**PROBLEMS TO SOLVE**
1. Echo the passage of the tech-spending article starting with "Tech Spending Growth: Slower" and going on through "interactions more efficiently.", copying it word for word.
2. Carry on the article about enterprise technology spending and AI from the point where it stops.

The way businesses spend on technology is evolving fast, and a few key trends stand out. As companies worldwide continue to digitize operations, spending on enterprise technology services (ETS) is growing at a steady pace. However, not all segments of technology are growing equally—some are booming while others are stabilizing. So, where is the money going? And why are financial services leading in artificial intelligence (AI) adoption? Let’s break it down.
Tech Spending Growth: Slower but Steady
During the pandemic, businesses had no choice but to rapidly invest in IT services to support remote work and digital operations. Now, as things stabilize, the global ETS market is expected to grow at a compound annual growth rate (CAGR) of 5% until 2029. But when we look deeper, we see that IT services are growing faster (7% CAGR) than business process (BP) services (2% CAGR). This suggests that companies are now focusing more on upgrading their technology rather than outsourcing business functions. Imagine a retail company: Instead of outsourcing customer service operations (BP services), they might now spend more on cloud computing and AI-driven chatbots to handle customer interactions more efficiently.
The Real Winner: AI, Data, and Analytics
If there’s one area set to explode, it’s data, analytics, and AI. Companies are expected to double their spending in this area within five years—from ₹8 lakh crore in 2024 to ₹17 lakh crore by 2029. Why? Because data is now the backbone of decision-making. Businesses that leverage AI to analyze customer behavior, predict demand, and automate tasks have a massive competitive advantage. Think about how streaming platforms like Netflix recommend shows. Their AI analyzes viewing habits to personalize suggestions. Now, apply that logic to every industry—banking, healthcare, retail, and even manufacturing—and you see why AI spending is skyrocketing.
Generative AI: The Game Changer
While traditional AI has been around for years, Generative AI (Gen AI) is the new frontier. Unlike older AI models that primarily recognize patterns, Gen AI can create entirely new content—from writing marketing copy to generating images and even coding software. Businesses are rushing to invest in Gen AI, and the numbers prove it: Outsourced Gen AI spending is expected to grow from ₹0.8 lakh crore in 2024 to ₹7.9 lakh crore in 2029 (a 60% CAGR!), and even traditional AI spending is increasing at a significant 20% CAGR. This means companies are not just buying AI tools but outsourcing AI-driven solutions, such as AI-generated product designs, automated financial reports, and intelligent virtual assistants.

**DATA EXTRACTS**
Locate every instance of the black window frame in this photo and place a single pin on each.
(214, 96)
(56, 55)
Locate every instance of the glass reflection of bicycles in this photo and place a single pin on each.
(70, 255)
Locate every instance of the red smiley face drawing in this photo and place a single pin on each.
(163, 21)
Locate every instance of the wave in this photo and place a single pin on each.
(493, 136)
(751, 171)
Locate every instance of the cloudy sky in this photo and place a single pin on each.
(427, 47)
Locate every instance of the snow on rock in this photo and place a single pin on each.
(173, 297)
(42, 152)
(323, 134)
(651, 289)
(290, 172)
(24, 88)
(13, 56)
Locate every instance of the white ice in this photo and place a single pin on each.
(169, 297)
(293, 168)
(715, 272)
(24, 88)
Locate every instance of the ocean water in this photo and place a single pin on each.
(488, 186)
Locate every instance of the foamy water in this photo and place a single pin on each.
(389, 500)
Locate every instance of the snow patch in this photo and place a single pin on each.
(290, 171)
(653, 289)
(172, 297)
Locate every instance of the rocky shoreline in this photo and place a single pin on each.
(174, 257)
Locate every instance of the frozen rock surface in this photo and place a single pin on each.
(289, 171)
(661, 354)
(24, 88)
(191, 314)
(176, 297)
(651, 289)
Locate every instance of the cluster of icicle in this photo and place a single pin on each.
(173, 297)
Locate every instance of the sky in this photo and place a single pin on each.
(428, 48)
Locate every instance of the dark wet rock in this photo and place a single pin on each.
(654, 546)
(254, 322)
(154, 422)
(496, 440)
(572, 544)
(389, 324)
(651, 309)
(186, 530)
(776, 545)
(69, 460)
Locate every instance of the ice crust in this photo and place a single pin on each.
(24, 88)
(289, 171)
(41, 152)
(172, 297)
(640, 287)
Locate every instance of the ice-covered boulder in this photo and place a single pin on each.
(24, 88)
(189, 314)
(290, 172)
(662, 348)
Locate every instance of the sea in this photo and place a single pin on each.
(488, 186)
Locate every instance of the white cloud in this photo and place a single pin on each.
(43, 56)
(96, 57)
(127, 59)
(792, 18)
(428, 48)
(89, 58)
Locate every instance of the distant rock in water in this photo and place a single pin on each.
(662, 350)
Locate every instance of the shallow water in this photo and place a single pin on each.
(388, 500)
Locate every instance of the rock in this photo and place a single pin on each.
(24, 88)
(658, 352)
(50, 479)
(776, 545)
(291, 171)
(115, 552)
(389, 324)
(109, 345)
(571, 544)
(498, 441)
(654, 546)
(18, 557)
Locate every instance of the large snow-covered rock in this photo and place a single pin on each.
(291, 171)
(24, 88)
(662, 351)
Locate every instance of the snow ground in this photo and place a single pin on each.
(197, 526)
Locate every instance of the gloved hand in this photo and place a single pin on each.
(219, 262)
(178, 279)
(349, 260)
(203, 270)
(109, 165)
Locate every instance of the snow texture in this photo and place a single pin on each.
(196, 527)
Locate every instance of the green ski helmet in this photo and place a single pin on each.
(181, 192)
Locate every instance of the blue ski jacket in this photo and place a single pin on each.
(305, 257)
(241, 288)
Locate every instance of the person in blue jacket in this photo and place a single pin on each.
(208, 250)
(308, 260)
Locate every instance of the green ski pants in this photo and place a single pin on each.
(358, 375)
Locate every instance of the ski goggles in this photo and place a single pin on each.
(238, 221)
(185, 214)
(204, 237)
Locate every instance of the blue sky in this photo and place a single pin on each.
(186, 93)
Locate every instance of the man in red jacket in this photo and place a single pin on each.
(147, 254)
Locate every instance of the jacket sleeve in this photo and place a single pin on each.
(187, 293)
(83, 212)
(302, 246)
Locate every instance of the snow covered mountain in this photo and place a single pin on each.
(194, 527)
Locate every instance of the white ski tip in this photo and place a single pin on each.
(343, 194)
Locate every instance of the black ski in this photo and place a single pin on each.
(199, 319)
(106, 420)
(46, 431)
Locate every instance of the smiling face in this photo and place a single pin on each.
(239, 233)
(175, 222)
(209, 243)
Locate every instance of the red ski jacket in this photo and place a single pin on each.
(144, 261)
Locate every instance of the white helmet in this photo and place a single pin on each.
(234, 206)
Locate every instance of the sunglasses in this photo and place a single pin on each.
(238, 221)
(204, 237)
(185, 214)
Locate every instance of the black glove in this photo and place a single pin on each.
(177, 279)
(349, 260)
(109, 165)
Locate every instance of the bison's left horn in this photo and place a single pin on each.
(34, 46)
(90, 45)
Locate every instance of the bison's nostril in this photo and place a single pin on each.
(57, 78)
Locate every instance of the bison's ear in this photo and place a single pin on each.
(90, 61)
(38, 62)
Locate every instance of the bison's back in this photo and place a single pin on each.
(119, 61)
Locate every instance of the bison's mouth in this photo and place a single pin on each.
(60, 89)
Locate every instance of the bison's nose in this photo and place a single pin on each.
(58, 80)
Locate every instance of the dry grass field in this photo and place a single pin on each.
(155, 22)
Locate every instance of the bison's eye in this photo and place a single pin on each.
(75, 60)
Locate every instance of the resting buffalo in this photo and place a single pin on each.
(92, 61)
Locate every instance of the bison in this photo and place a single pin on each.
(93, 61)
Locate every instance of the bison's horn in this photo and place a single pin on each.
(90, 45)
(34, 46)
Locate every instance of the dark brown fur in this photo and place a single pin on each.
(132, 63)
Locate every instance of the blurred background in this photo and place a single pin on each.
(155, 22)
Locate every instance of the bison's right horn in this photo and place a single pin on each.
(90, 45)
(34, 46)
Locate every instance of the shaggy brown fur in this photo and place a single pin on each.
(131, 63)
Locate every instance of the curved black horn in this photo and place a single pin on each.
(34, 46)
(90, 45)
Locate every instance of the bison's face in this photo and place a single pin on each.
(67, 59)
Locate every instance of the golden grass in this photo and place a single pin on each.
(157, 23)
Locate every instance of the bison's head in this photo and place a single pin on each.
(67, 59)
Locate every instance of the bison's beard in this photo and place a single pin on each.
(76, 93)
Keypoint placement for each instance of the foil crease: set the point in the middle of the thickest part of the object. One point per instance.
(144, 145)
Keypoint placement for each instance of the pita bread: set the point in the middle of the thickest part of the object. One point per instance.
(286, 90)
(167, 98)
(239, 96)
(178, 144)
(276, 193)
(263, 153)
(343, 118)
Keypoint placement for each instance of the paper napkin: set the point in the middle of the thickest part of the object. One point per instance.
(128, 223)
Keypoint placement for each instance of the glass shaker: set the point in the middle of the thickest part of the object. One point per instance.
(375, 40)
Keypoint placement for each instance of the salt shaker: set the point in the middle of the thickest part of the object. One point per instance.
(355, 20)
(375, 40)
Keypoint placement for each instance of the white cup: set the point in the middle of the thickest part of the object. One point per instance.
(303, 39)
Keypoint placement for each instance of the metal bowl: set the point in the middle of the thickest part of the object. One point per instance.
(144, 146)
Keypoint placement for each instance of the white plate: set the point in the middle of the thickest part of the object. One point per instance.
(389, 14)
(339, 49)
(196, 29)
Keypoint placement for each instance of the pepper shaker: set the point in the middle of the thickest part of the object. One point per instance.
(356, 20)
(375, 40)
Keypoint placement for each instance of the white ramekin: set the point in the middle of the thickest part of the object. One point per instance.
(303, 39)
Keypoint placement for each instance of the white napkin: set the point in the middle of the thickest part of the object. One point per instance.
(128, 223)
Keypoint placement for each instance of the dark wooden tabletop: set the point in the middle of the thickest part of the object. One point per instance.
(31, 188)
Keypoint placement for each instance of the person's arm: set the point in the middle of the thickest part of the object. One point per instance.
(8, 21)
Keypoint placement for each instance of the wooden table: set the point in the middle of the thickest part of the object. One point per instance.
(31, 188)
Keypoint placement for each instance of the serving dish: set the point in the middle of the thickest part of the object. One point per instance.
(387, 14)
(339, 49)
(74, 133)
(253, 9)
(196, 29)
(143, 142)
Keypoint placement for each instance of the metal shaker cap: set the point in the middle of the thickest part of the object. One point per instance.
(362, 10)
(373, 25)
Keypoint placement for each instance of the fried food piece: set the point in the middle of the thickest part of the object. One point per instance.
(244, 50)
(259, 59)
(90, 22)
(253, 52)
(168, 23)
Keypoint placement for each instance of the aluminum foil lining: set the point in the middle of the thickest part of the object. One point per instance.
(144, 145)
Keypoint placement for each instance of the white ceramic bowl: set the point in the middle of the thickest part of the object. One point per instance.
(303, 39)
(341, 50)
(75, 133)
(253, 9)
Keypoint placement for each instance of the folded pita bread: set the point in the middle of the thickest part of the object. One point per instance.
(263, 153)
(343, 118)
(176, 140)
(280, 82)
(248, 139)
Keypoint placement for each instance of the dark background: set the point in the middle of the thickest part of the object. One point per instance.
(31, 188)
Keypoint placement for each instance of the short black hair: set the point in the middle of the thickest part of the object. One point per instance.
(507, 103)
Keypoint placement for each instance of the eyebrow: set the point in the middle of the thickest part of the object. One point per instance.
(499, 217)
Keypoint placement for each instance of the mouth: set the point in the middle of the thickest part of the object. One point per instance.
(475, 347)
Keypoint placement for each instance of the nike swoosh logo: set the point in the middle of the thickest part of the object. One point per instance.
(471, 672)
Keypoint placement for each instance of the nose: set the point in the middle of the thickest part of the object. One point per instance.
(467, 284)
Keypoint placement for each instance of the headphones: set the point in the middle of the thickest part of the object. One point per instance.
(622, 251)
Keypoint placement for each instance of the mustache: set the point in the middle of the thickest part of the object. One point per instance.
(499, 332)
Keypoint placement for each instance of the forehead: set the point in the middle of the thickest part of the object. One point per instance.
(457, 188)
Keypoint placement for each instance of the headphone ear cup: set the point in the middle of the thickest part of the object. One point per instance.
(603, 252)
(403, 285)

**ANSWERS BY ITEM**
1.
Tech Spending Growth: Slower but Steady
During the pandemic, businesses had no choice but to rapidly invest in IT services to support remote work and digital operations. Now, as things stabilize, the global ETS market is expected to grow at a compound annual growth rate (CAGR) of 5% until 2029. But when we look deeper, we see that IT services are growing faster (7% CAGR) than business process (BP) services (2% CAGR). This suggests that companies are now focusing more on upgrading their technology rather than outsourcing business functions. Imagine a retail company: Instead of outsourcing customer service operations (BP services), they might now spend more on cloud computing and AI-driven chatbots to handle customer interactions more efficiently.

2.
Financial Services: The Biggest AI Adopters
Among industries, financial services are leading the charge in AI adoption—accounting for 33% of all Gen AI deployments. Why? Because AI helps banks and financial institutions in multiple ways: Fraud Detection – AI can analyze millions of transactions in real time to flag suspicious activities. Personalized Banking – AI-driven chatbots assist customers, answer queries, and recommend financial products. Automated Trading – Investment firms use AI to predict market trends and make faster, data-driven trading decisions. Other industries adopting Gen AI include pharmaceuticals (18%), retail (16%), and manufacturing (12%)—all looking for ways to automate processes and improve efficiency.
What Does This Mean for Businesses?
If you're a business leader, the key takeaway is clear: Investing in AI and data analytics is no longer optional—it’s a competitive necessity. Gen AI is set to revolutionize industries, from banking to entertainment. IT services will continue to grow, but the biggest leaps will happen in AI-driven solutions. As the world moves toward a more AI-powered future, companies that embrace these changes will stay ahead, while those that ignore them might struggle to keep up. Are we ready for a world where AI plays a central role in every business decision? The numbers suggest we’re already heading there.